*BRANO*:
------------------------------------------------------------
Corriere del Mezzogiorno (Campania)
Quelle lettere d’amore per Annamaria Palermo
MilleunaAnnamaria. In ricordo di Annamaria Palermo: centosettantadue pagine in forma di lettere di amore ad Annamaria. Le sta leggendo in un posto imprecisabile: lontano o vicinissimo, fisicamente situabile o spiritualmente percepibile, dal mondo che ha lasciato tre anni fa.
Le sta leggendo, ne sono sicuro, con la febbrile ironia che ne ha segnato passaggio su questa terra: un passaggio-paesaggio di cui pare stranissimo non poter più approfittare. Lida Viganoni, ex rettore dell’Orientale amica, sorella, collega di Annamaria proprio nel prestigioso ateneo napoletano, ha pensato di censire chi ha voluto bene alla studiosa che non era soltanto una specialista coi fiocchi di letteratura cinese contemporanea. Per la generazione di Annamaria, la generazione degli anni Sessanta, compulsare poesie, romanzi e testi teatrali pubblicati dalle nuova leve del Celeste Impero era un altro modo per marcare la distanza dai padri: i vecchi sinologi, tutti Confucio e poesie del fiume Tang. Annamaria, una sorta di sismografo h24 della contemporaneità di cui la Cina rappresentava l’epicentro, con onde d’urto che si propagavano negli altri continenti: il quotidiano preannunciato dal passato e scagliato nel futuro. Sono davvero tantissimi gli amanti di Annamaria, da Cristina Donadio a Mimmo De Masi, Elda Morlicchio, che affollano, uniti dalla cifra stilistica dell’affetto sconfinato, il volume.
------------------------------------------------------------
*IL TUO OBIETTIVO*: Per favore, ricopia parola per parola il tratto dell'articolo su Annamaria Palermo che si apre con le parole "Corriere del Mezzogiorno" e si chiude con "tre anni fa.".

*DATI RACCOLTI*:
------------------------------------------------------------
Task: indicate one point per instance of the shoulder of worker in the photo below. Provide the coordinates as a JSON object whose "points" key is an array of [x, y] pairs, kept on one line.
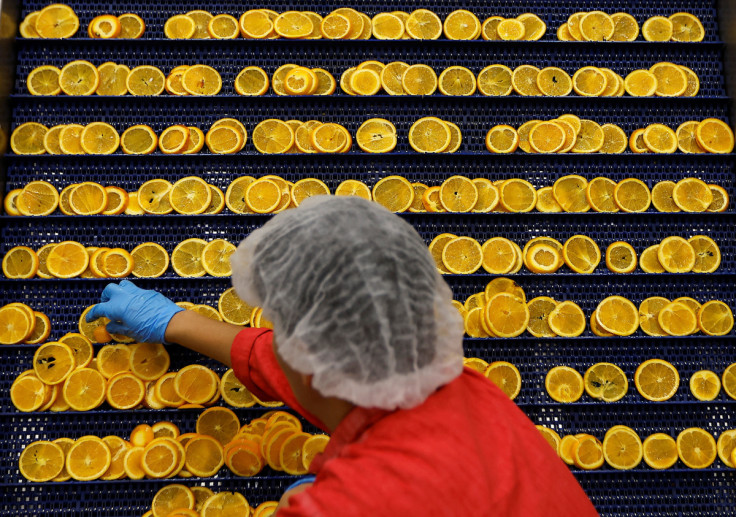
------------------------------------------------------------
*RISPOSTA AL COMPITO*:
Corriere del Mezzogiorno (Campania)
Quelle lettere d’amore per Annamaria Palermo
MilleunaAnnamaria. In ricordo di Annamaria Palermo: centosettantadue pagine in forma di lettere di amore ad Annamaria. Le sta leggendo in un posto imprecisabile: lontano o vicinissimo, fisicamente situabile o spiritualmente percepibile, dal mondo che ha lasciato tre anni fa.